*Excerpts from a dataset*:
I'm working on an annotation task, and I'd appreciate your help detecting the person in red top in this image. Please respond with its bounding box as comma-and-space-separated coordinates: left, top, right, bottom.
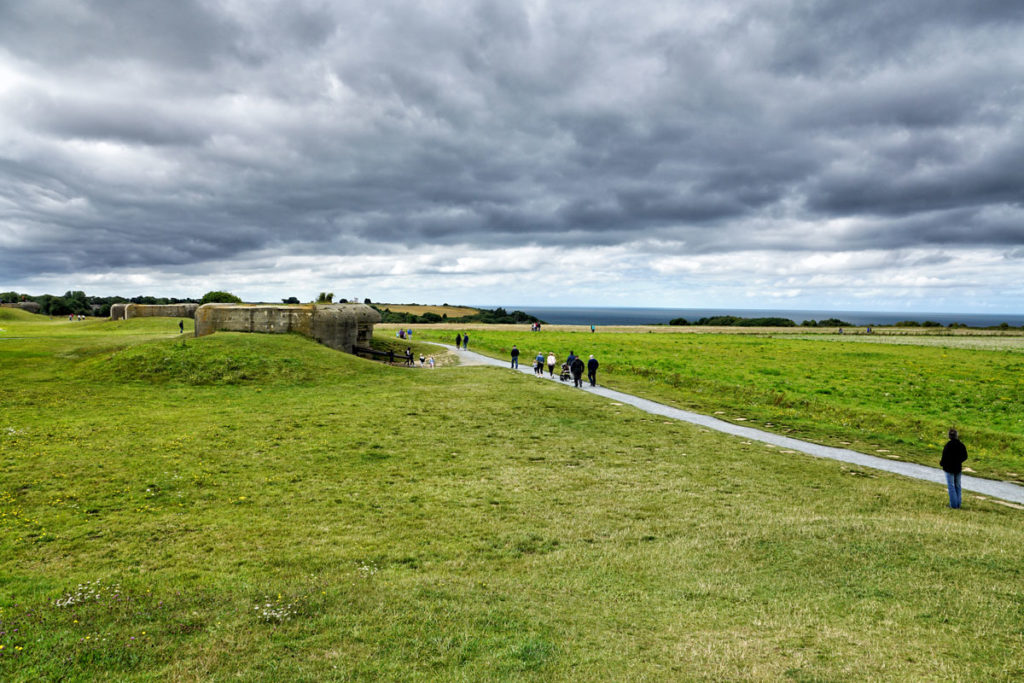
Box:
940, 428, 968, 509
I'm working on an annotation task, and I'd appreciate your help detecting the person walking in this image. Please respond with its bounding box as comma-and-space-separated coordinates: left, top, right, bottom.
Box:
510, 345, 519, 369
455, 332, 462, 349
463, 333, 469, 350
570, 355, 585, 387
534, 352, 544, 376
178, 320, 184, 333
941, 428, 968, 509
546, 352, 557, 377
587, 354, 599, 386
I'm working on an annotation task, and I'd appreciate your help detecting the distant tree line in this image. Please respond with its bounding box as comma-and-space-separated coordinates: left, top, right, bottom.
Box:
373, 305, 543, 325
0, 290, 202, 317
667, 314, 1018, 330
0, 290, 248, 317
669, 315, 803, 327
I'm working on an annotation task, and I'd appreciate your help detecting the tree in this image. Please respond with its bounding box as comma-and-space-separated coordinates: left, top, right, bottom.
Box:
281, 296, 301, 304
200, 291, 242, 304
316, 292, 334, 303
42, 295, 73, 316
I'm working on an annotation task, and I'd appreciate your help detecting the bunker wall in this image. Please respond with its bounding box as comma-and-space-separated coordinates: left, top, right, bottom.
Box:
124, 303, 199, 319
194, 304, 315, 338
193, 303, 379, 354
1, 302, 41, 314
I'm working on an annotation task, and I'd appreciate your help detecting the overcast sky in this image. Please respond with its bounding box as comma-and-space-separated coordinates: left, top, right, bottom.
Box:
2, 0, 1023, 312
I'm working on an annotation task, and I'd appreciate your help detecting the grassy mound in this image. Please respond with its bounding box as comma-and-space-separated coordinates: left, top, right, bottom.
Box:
0, 307, 39, 321
78, 332, 380, 385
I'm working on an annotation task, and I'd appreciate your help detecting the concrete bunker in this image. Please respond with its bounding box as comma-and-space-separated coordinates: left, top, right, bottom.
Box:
110, 303, 198, 320
1, 301, 41, 314
194, 303, 380, 354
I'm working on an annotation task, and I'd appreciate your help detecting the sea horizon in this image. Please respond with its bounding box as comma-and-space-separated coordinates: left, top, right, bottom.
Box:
489, 305, 1024, 328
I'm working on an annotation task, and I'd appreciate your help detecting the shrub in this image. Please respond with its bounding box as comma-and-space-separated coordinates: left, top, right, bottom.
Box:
200, 291, 242, 304
694, 316, 795, 327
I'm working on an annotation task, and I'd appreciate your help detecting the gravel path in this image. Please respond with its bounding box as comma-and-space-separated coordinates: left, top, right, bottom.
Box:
445, 344, 1024, 506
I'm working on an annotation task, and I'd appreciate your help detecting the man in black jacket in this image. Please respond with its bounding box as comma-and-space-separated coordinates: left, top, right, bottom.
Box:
587, 355, 599, 387
940, 428, 968, 509
570, 355, 585, 387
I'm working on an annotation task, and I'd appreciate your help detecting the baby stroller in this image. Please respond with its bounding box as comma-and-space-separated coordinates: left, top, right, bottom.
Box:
559, 362, 572, 382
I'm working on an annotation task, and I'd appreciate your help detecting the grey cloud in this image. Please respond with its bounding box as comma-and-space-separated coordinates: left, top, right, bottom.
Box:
10, 88, 207, 146
806, 137, 1024, 222
768, 0, 1024, 77
0, 0, 242, 71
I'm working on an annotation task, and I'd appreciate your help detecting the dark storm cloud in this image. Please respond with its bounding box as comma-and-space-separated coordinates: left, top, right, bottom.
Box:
2, 0, 1023, 286
11, 89, 207, 146
0, 0, 242, 70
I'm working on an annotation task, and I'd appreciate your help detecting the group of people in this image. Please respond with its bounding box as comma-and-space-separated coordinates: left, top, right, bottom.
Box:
454, 332, 469, 349
515, 347, 598, 387
402, 346, 435, 368
396, 328, 414, 339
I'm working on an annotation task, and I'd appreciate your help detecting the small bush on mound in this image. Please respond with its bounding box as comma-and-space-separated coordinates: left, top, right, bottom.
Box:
199, 291, 242, 305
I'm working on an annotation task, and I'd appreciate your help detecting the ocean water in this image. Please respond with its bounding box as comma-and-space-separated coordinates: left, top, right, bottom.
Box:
501, 306, 1024, 328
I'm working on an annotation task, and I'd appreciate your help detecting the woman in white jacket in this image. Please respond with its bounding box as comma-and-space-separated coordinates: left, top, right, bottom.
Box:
546, 352, 557, 377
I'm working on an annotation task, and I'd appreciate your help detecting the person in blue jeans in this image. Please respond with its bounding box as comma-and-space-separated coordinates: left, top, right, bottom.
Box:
940, 428, 968, 509
510, 345, 519, 369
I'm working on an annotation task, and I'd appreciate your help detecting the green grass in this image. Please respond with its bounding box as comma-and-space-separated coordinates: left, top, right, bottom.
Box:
1, 314, 1023, 680
411, 327, 1024, 482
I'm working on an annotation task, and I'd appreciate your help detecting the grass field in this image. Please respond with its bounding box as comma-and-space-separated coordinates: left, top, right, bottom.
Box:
408, 326, 1024, 483
2, 314, 1023, 680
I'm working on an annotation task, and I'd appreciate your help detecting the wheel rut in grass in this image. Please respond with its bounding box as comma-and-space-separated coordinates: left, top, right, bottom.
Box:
442, 344, 1024, 506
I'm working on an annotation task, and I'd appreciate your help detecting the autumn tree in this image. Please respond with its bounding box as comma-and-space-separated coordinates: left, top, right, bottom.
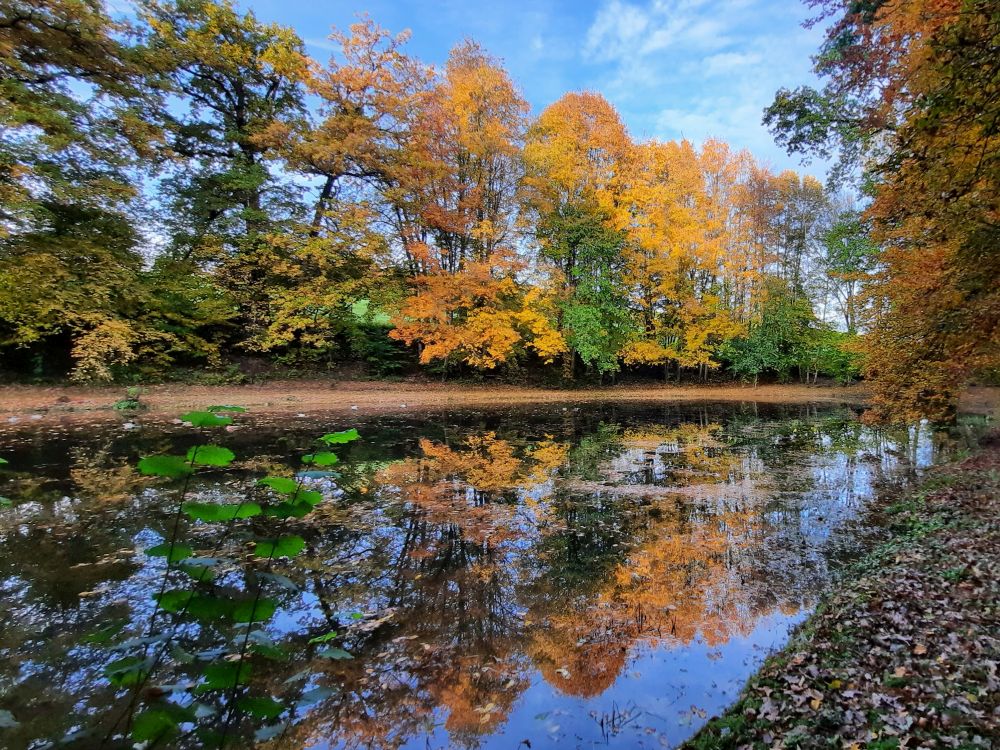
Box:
396, 40, 526, 273
621, 139, 748, 379
523, 92, 635, 378
278, 18, 430, 234
0, 0, 167, 378
0, 5, 856, 384
140, 0, 310, 340
225, 18, 423, 365
387, 41, 564, 371
767, 0, 1000, 421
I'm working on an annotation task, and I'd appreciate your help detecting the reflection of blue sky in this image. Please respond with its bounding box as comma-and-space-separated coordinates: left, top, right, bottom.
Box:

*EXERCISE AIM*: Set each line of the records down exactly, leaving every picture out.

*RESULT FOR THIS EXERCISE*:
I'm working on an annotation task, and I'd appreciate your help detecting the person in red top in this image. Please respond with its bounding box as comma-and-space-separated coordinates: left, top, right, bottom.
Box:
940, 428, 968, 509
I'm working on an annotation task, and I'd appreciate your help detecting the person walking in this image. Please respond with its bounding box as comma-and-space-separated coordinates: left, top, right, bottom.
Box:
510, 345, 519, 369
455, 332, 462, 349
463, 333, 469, 350
570, 355, 585, 387
534, 352, 544, 376
178, 320, 184, 333
941, 428, 968, 509
546, 352, 557, 377
587, 354, 599, 386
I'm working on an annotation task, and I'd appreciate your help detecting the distant tree line in this image. Please respond with its bounding box as comma-and-space-separated coordinates: left, top, right, bottom.
Box:
373, 305, 543, 325
0, 290, 202, 317
667, 314, 1018, 330
0, 290, 248, 317
669, 315, 803, 327
I'm working on an annotation task, and I'd appreciate your help detecting the tree in this image. Please respond with its bounding box as comma-and-space-separated coordinates: left, top, right, bottom.
Box:
281, 296, 301, 304
200, 291, 242, 304
316, 292, 334, 303
42, 295, 73, 316
I'm working on an annotation task, and I'd appreciate your help detecting the bunker wall in this image. Please respond with its bounding box as comma-and-space-separated coordinates: left, top, right, bottom.
Box:
124, 303, 199, 319
194, 304, 315, 338
193, 303, 379, 354
1, 302, 41, 314
I'm working on an annotation task, and I'd appreciate your help detecting the overcast sky in this image. Please respond with its bounding box as comma-and-space-separated coordinates: left, top, right, bottom.
Box:
2, 0, 1023, 312
I'm working on an annotation task, and I'd appreciate your help detecting the grassy mound in this image. Please respond with its bounding box as comma-and-space-separated coordinates: left, top, right, bottom.
Box:
0, 307, 39, 321
78, 332, 380, 385
I'm working on an annotation task, and I'd appreciate your help detecting the concrete bunker in this image. Please respond with its bounding box as comma-and-space-separated coordinates: left, top, right, bottom.
Box:
110, 303, 198, 320
1, 301, 41, 314
194, 303, 380, 354
I'm working on an annotation task, and I'd appreciate your help detecting the sea horizon in this image. Please respond with its bounding box as comma-and-space-separated coordinates: left, top, right, bottom.
Box:
489, 305, 1024, 328
I'm working on an annotation task, and I'd appreciate your help detecting the shrub in this image. Please respond with its bounding box as comma-and-space-separated coordinates: left, top, right, bottom.
Box:
200, 291, 242, 304
694, 316, 795, 327
I'm working on an annotation task, and I'd appreciate your help detecting the gravel path in this image. Please respond with its bounding box as comma-and-space-separated coordinates: left, top, right, bottom.
Box:
445, 344, 1024, 506
I'm working on an annotation task, and I'd appreciate your help detecting the man in black jacket in this image. Please respond with its bounding box as comma-and-space-separated coordinates: left, top, right, bottom.
Box:
587, 355, 599, 387
940, 428, 968, 509
570, 355, 585, 387
I'm working on an annotation task, and I'd appreciate your help detecting the baby stroller in this image. Please respond with its bounding box as comma-and-space-separated coordinates: left, top, right, bottom.
Box:
559, 362, 572, 382
I'm working on an annotation task, and I'd appreciate your help detecting the grey cloud in this image. Please respond with its bounding box as comma-and-space-separated coordinates: left, top, right, bottom.
Box:
10, 88, 207, 146
806, 137, 1024, 222
768, 0, 1024, 77
0, 0, 242, 71
I'm working on an annotation task, and I'd appreciate your help detecting the dark storm cloud in this image. Please respond with its bounding box as comma-and-space-separated coordinates: left, top, right, bottom.
Box:
2, 0, 1023, 286
11, 89, 207, 146
0, 0, 242, 70
I'm working on an annotation task, and I'd appreciate your help detecting the group of people in this image. Please respond with its bounding box as comma-and-space-separated coordinates: left, top, right, bottom.
Box:
454, 332, 469, 349
515, 347, 598, 387
402, 346, 435, 368
396, 328, 414, 339
I'm working on an annotation task, and I'd appreciate your help detecting the small bush on mound in this image. Please respond with its bounding box as comma-and-space-separated coordinates: left, top, right, bottom.
Box:
199, 291, 242, 305
I'm working on an annotation task, and I'd appreciate your help detecting the ocean water in this image. Please respond with its bounding box as comma-and-space-separated coordinates: left, top, right, bottom.
Box:
501, 306, 1024, 328
I'm working on an annotation task, and I'd appreciate your help detecting the woman in white jacket in this image. Please respond with its bounding box as comma-and-space-separated coordinates: left, top, right, bottom.
Box:
546, 352, 557, 377
I'm working on an annotation task, and I'd appreciate your help detecting the person in blue jeans in this image. Please respond with its bounding box as comma-and-space-separated coordinates: left, top, right, bottom.
Box:
940, 428, 968, 509
510, 345, 519, 369
I'm working on an annotation task, and I'd appreciate your help detecting the green grass in this image. Please respond with its bounding box as comma-and-space-separated coordinates: left, top, right, bottom.
Box:
1, 314, 1023, 680
411, 327, 1024, 482
I'm working on an annotation task, and I'd appreciate your help detecting the grass field in this image. Please respond with its bounding box as comma-and-space-separated coordinates: left, top, right, bottom.
Box:
408, 326, 1024, 483
2, 314, 1023, 680
I'm working on an annotation task, and I'd appreciate your help detecting the wheel rut in grass in this image. Please respond with its bounding box as comma-and-space-separated coordinates: left, top, right, bottom.
Box:
442, 344, 1024, 506
I'm working on an annotation task, and I'd appreciate your help detecting the autumn tree in this image. Please respond with its bounding box as comma-and-space-separated coordinates: left, top, right, bottom.
Box:
396, 40, 526, 273
621, 139, 748, 379
523, 92, 635, 378
278, 18, 430, 234
0, 0, 167, 378
0, 5, 856, 384
140, 0, 310, 340
225, 18, 423, 365
387, 41, 564, 371
767, 0, 1000, 421
I'm working on an annotation task, and I'd appreciate your help detecting the reflection of blue sky in this image. Please respond with its bounding box as comma-and-space-separated coordinates: left, top, right, bottom.
Box:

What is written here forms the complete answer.